Making your own packages (and installing them!)#

Thus far, you have likely only pip installed other people’s packages. But did you know you can do that for your own code as well?

Throughout this summer, and your research career, you will write useful code (functions, classes) which you’ll use again and again. Instead of tracking down some old python file, copying that function, and pasting it into our new code each time (ouch), in this walkthrough, you’ll learn how to make your small collections of functions a python package, so that you can pip install it on your own computer and import it any time you like! This has several benefits.

  • no copying and pasting and tracking down old files

  • there’s now one definative versino of the function. When you change/improve it, you don’t have to do so multiple times

  • can simply import myfunc in your scripts

  • makes it easier to git-backup (next notebook) and distribute to others

Exercise 1: Make a folder

First, we need a folder to house not just this code, but also any software that we are downloading/creating and working with the code base directly. I recommend putting this in your home directory, or if you use Dropbox or similar, within that directory. Call it something like Software or git (since eventually this will be a git repo). It is very handy to keep all software of this kind in one place.
==================================================
WRITTEN REQUEST A:
Answer these questions about the passage on making your own packages:
(i) What command does the passage say you have likely used only for other people's packages?
(ii) What two names does the passage suggest for the new folder?
(iii) Where does the passage recommend putting that folder?
The passage and the records are unrelated.

Coordinate annotation records
==================================================
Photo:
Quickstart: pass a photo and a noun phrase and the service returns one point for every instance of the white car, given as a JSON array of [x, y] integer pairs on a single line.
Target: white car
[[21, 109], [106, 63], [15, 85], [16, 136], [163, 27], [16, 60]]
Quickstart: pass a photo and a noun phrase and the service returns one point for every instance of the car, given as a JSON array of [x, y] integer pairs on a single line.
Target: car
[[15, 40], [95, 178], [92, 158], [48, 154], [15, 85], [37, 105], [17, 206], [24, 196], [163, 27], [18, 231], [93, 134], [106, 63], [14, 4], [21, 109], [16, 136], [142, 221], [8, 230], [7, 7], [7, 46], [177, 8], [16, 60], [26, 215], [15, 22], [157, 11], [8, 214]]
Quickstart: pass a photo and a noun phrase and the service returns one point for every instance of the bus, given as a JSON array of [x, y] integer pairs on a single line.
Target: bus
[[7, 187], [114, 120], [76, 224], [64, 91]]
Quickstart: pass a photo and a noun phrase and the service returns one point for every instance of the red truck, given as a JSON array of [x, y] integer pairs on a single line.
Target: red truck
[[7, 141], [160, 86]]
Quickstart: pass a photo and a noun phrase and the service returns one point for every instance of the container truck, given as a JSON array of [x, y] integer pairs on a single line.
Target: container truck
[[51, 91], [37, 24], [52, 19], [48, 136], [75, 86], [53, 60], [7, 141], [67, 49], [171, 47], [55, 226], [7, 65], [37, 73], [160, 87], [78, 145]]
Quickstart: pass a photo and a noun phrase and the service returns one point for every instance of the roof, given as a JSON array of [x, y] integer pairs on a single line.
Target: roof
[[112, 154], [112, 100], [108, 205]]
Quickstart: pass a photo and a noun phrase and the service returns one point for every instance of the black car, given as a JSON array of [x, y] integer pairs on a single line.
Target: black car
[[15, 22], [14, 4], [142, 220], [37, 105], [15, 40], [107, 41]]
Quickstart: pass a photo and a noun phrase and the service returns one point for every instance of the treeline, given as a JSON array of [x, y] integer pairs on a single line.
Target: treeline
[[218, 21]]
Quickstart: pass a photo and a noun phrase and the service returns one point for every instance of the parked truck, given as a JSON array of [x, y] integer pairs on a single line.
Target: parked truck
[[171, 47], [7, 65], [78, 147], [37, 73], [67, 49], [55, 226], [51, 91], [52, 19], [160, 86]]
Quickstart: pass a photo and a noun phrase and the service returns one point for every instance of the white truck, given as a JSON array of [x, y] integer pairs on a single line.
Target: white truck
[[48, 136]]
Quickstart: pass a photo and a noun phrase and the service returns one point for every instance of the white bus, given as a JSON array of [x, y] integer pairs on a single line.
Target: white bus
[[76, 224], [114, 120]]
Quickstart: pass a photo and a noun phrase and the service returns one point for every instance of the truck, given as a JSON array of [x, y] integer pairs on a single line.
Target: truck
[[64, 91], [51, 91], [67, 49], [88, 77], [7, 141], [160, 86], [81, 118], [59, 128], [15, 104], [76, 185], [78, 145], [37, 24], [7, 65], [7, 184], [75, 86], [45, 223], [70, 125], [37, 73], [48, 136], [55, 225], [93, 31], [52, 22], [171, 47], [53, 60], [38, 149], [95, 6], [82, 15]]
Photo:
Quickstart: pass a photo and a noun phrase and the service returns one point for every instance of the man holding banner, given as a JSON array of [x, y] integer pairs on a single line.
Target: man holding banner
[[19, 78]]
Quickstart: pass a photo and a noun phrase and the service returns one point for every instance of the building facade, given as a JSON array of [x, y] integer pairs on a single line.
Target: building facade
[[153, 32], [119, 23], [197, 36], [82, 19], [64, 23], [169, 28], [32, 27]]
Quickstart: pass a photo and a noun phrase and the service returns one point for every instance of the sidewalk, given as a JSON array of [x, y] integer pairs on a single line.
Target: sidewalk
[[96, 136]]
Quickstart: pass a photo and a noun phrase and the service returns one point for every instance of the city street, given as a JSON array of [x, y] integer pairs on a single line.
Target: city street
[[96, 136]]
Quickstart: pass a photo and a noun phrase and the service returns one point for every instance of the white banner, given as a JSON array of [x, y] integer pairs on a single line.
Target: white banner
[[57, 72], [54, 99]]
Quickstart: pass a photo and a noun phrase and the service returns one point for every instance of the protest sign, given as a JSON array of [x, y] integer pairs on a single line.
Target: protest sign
==================================================
WRITTEN REQUEST B:
Edit the records starting at the line that contains "of the building" and ending at the end of the records, replacing each "Quickstart" with "Usage note" and leaving everything else unchanged. Return only those lines.

COMPLETE RESPONSE A:
(i) pip install
(ii) Software or git
(iii) In your home directory, or within your Dropbox or similar directory

COMPLETE RESPONSE B:
Usage note: pass a photo and a noun phrase and the service returns one point for every instance of the building facade, given as a JSON array of [x, y] integer pairs on a single line.
Target: building facade
[[153, 32], [119, 23], [197, 36], [82, 19], [64, 23], [169, 28], [32, 27]]
Usage note: pass a photo and a noun phrase and the service returns one point for every instance of the sidewalk, given as a JSON array of [x, y] integer pairs on a single line.
Target: sidewalk
[[96, 136]]
Usage note: pass a photo and a noun phrase and the service returns one point for every instance of the city street, given as a JSON array of [x, y] integer pairs on a single line.
Target: city street
[[96, 136]]
Usage note: pass a photo and a noun phrase and the service returns one point for every instance of the white banner, given as a JSON array of [x, y] integer pairs on a single line.
Target: white banner
[[57, 72], [54, 99]]
Usage note: pass a photo and a noun phrase and the service returns one point for every instance of the protest sign, given as a JSON array of [x, y] integer pairs on a single line.
Target: protest sign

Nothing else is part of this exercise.